== Stated exercise ==
Switch "violin" to "cello" in the lines from the line with "the girl's fingers" up to and including the line with "Target: violin tuning peg", leaving everything else in them unchanged. Return only those lines.

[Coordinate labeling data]
=-=-=-=-=
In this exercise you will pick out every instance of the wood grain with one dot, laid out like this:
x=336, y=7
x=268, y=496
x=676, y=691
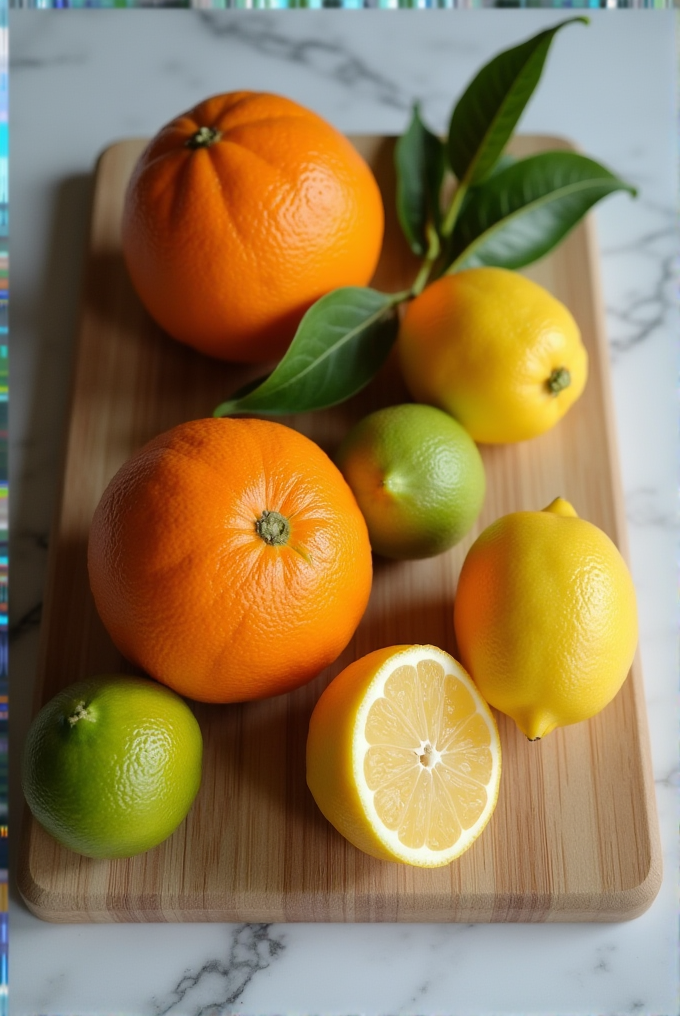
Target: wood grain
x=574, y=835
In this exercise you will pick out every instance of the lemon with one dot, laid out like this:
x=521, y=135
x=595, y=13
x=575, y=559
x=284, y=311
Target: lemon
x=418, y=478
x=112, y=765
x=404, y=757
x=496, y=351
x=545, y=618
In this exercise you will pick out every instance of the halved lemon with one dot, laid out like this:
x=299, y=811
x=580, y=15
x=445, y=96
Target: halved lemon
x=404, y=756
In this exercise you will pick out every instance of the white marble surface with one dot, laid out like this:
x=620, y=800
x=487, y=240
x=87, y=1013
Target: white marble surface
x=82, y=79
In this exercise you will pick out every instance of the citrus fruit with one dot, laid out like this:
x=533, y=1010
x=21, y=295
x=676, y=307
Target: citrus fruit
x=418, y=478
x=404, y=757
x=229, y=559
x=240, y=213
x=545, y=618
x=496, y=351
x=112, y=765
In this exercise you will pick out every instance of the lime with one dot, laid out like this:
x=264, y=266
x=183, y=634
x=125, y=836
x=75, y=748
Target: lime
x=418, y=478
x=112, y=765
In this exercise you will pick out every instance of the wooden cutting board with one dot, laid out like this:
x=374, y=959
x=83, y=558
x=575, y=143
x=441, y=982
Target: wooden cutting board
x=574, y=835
=-=-=-=-=
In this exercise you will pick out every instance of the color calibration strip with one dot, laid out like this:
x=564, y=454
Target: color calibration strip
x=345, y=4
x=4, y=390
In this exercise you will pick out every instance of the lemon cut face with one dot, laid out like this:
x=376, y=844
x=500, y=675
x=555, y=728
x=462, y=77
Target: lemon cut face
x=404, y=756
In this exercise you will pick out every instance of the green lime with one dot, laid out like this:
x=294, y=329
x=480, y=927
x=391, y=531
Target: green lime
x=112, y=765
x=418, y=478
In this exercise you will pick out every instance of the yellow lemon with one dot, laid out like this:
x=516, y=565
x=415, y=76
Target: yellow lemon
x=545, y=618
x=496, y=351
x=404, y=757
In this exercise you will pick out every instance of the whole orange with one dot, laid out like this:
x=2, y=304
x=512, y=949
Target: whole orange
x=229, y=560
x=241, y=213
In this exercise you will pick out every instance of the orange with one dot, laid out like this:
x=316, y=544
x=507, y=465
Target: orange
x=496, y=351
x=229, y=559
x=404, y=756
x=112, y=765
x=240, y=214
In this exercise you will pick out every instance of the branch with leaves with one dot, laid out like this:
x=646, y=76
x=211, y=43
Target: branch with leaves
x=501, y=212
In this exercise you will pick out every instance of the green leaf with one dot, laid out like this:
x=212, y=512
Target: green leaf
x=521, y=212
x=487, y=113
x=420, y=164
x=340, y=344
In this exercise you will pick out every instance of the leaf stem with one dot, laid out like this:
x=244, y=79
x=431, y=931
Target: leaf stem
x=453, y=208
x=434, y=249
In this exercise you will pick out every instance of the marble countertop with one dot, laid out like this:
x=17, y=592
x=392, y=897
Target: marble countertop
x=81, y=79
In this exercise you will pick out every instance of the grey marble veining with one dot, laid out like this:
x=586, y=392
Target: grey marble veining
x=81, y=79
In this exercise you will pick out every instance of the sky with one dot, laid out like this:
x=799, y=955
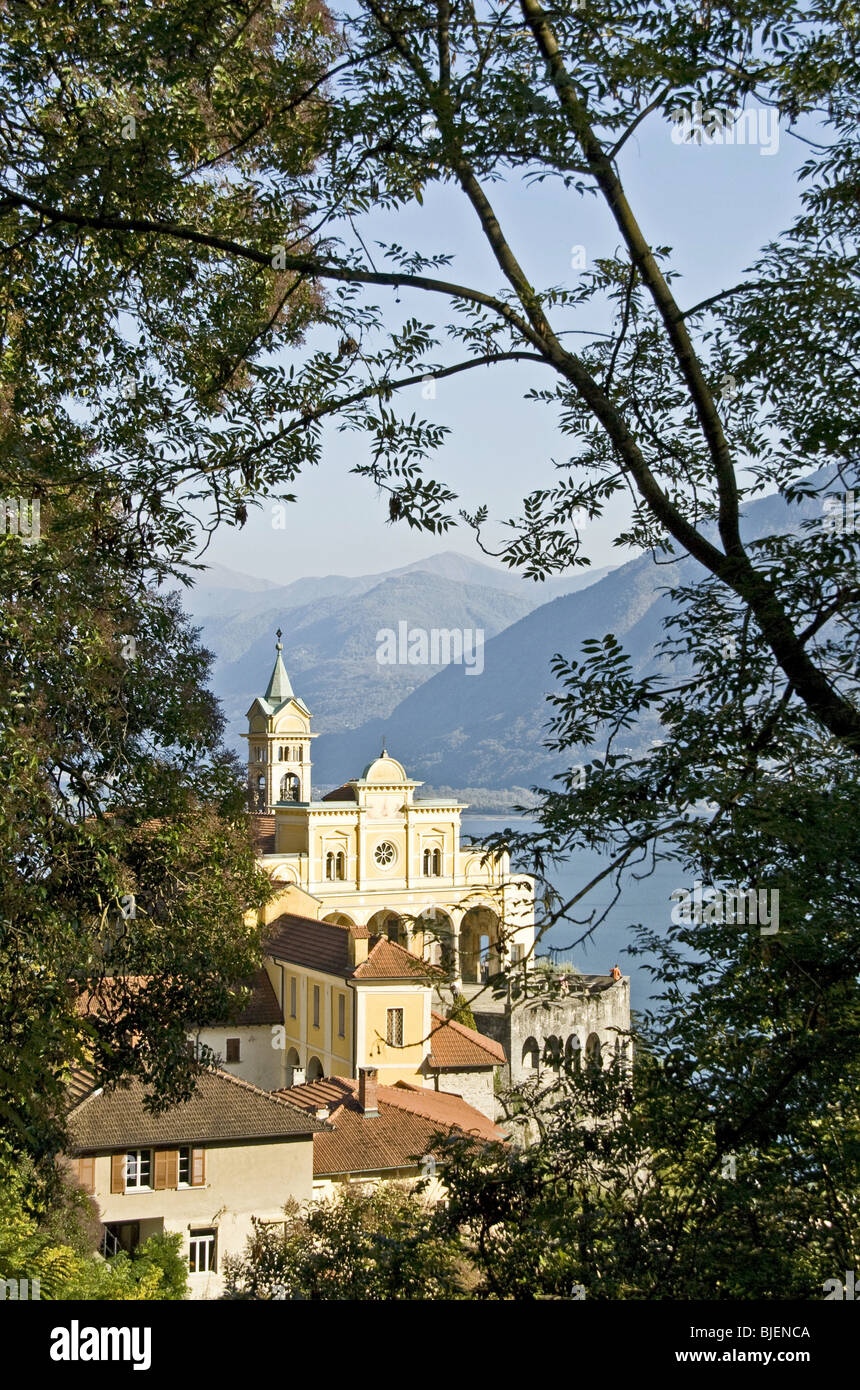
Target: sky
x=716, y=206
=-=-=-=-=
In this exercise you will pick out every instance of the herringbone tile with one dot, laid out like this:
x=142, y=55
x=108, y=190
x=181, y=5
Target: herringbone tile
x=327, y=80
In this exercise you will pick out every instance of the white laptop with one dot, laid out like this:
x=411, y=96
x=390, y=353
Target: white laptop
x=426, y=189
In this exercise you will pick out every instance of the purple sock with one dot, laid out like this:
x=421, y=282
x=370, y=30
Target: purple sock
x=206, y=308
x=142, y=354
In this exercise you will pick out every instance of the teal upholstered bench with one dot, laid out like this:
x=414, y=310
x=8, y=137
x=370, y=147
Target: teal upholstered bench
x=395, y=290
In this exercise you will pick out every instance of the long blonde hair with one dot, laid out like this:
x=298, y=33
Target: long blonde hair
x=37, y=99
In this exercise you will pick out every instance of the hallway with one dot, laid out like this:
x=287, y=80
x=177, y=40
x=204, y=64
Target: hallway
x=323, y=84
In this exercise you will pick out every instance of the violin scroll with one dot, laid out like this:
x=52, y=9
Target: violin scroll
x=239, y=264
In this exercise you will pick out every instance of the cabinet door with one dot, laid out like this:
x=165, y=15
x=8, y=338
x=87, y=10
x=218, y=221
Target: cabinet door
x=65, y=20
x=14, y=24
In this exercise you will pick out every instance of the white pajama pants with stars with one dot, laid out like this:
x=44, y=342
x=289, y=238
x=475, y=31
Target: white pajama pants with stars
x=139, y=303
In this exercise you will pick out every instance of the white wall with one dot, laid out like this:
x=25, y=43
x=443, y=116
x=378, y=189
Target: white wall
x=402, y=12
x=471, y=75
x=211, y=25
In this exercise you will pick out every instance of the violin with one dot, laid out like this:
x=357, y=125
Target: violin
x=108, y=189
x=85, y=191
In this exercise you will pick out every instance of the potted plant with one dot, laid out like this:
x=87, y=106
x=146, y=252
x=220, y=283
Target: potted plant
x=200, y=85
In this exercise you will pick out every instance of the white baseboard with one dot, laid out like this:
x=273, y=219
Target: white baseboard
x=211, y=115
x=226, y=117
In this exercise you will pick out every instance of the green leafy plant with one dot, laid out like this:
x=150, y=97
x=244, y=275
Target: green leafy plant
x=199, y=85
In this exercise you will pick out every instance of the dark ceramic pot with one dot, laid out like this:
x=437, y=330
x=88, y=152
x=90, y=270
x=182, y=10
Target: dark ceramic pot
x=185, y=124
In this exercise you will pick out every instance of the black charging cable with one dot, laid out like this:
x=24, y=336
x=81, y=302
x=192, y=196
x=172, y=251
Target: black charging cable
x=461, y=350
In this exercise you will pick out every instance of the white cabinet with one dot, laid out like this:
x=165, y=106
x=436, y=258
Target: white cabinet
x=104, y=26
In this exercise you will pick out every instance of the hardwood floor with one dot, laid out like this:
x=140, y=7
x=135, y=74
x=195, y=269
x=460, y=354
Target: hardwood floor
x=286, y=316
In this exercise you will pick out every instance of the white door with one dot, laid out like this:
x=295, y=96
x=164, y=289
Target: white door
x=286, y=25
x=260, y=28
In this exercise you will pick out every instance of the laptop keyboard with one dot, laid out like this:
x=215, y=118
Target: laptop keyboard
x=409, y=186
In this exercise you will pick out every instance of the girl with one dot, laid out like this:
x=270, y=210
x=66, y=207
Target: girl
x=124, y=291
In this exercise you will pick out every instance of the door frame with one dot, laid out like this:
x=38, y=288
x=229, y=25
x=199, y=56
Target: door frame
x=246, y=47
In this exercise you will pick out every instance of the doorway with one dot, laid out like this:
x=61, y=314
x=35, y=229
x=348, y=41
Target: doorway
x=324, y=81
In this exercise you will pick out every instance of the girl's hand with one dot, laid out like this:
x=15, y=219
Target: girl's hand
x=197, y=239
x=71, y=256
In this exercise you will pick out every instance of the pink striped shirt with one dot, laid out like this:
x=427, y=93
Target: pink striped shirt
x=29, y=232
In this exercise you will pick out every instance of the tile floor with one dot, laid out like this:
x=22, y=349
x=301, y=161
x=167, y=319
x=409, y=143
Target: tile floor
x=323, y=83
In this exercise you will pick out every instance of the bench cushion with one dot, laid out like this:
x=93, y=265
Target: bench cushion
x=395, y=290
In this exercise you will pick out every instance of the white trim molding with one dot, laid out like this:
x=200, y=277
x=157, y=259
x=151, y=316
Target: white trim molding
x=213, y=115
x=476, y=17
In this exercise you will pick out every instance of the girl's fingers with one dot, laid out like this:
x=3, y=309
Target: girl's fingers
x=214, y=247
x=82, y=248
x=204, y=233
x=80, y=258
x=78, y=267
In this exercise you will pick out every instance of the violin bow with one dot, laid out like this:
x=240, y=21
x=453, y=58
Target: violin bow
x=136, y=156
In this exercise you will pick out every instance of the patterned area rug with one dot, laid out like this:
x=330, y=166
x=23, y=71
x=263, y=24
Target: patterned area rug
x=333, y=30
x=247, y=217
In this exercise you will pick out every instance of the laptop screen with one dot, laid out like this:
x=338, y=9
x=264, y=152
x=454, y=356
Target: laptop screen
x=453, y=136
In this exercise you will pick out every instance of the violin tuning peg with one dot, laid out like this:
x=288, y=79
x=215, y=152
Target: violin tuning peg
=-=-=-=-=
== Reply ==
In this exercise you will pick out every instance of the girl's fingers with one dot, laid out like this:
x=3, y=309
Target: girl's fingers
x=214, y=247
x=82, y=248
x=204, y=233
x=80, y=258
x=78, y=267
In this exercise you will pick out every instance of the cello bow with one dot, laid out like this:
x=240, y=21
x=453, y=58
Target: cello bow
x=136, y=156
In this exercise you will pick out every instance of the patterned area rug with one dot, laid out like this:
x=330, y=166
x=23, y=71
x=263, y=24
Target: patterned area rug
x=333, y=30
x=247, y=217
In this exercise you will pick out every instance of the laptop screen with one dot, laid out like this:
x=338, y=9
x=264, y=152
x=454, y=356
Target: laptop screen
x=453, y=136
In this exercise you will pick out every instance of the cello tuning peg with one dot, laid out like this:
x=288, y=79
x=215, y=152
Target: cello tuning peg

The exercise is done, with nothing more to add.